Originally posted December 19, 2007
In my first visit to the year of 1973, I wrote about my internal world, about the changes I could catalog in myself from my academic year in Denmark.
This time, I’m going to take a look at the larger world in which those changes took place: What was happening in 1973? Two events that dominated the news come to mind: Watergate and war.
Watergate: In the U.S., Americans were beginning to learn for the first time about the venality and utter rot at the center of the administration of President Richard Nixon. Week after week of testimony before a Senate select committee and day after day of headlines transfixed most Americans. Those hearings were followed in the autumn by the resignation of Vice President Spiro Agnew – the result of corruption charges dating to his time as governor of Maryland – and the Saturday Night Massacre, during which Attorney General Elliot Richardson and Deputy Attorney General William Ruckleshaus resigned rather than fire special prosecutor Archibald Cox, whose office was investigating the events that stemmed from the original Watergate break-in in 1972.
(Solicitor General Robert Bork, the third in command in the Justice Department, fired Cox at Nixon’s behest; the resignations and the firing were key moments in the trail of events that led to Nixon’s resignation during the summer of 1974.)
War: On October 6, on the Jewish holiday of Yom Kippur, the armed forces of Egypt and Syria attacked Israel. For the first week, the Arab armies advanced, but by October 26, when a United Nations-sponsored truce went into effect, Israeli forces had regained territory and gained control of the battlefield.
From the distance of thirty-some years, one can see numerous effects of the war, but perhaps the most visible effect comes when we go to the service station to pump gasoline into our vehicles. During and after the war, the Organization of Petroleum Exporting Countries – OPEC – decided to stop shipment of oil to those nations that were supporting Israel: The U.S., the Netherlands (the source for much of Western Europe’s oil) and several other nations. At the same time, OPEC raised the price for oil going elsewhere in the world. The embargo caused, among other things, long lines at service stations in the U.S. and government-mandated bans on driving on Sundays in Europe. The embargo was the first step among many in the long and steady increase in the cost of oil, resulting in the prices we pay for all petroleum products today.

(SHORT PROBLEM A):
In the post about 1973, rewrite the passage from "War: On October" to "of the battlefield.", replacing "truce" with "ceasefire".
(SHORT PROBLEM B):
Name every person the post about 1973 mentions by name.
(SHORT PROBLEM C):
Does the post about 1973 support each statement? Answer yes or no, and quote the words that decide it.
(i) OPEC stopped oil shipments to the Netherlands.
(ii) The Arab armies kept advancing until the truce took effect.
(iii) Spiro Agnew's corruption charges dated to his time as a senator.
The rows after this point are separate material, unrelated to the post about 1973.

(PROVIDED MATERIAL):
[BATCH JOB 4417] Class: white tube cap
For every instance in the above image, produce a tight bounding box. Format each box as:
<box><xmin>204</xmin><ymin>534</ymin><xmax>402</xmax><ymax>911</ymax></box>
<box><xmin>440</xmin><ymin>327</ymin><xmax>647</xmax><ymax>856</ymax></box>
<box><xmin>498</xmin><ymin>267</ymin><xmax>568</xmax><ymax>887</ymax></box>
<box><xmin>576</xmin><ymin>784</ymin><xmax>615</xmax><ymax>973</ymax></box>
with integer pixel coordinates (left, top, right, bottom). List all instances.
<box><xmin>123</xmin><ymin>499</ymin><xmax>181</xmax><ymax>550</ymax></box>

(WRITTEN REPLY A):
War: On October 6, on the Jewish holiday of Yom Kippur, the armed forces of Egypt and Syria attacked Israel. For the first week, the Arab armies advanced, but by October 26, when a United Nations-sponsored ceasefire went into effect, Israeli forces had regained territory and gained control of the battlefield.

(WRITTEN REPLY B):
Richard Nixon, Spiro Agnew, Elliot Richardson, William Ruckleshaus, Archibald Cox, Robert Bork

(WRITTEN REPLY C):
(i) Yes: "decided to stop shipment of oil to those nations that were supporting Israel: The U.S., the Netherlands"
(ii) No: "For the first week, the Arab armies advanced, but by October 26, when a United Nations-sponsored truce went into effect, Israeli forces had regained territory and gained control of the battlefield."
(iii) No: "dating to his time as governor of Maryland"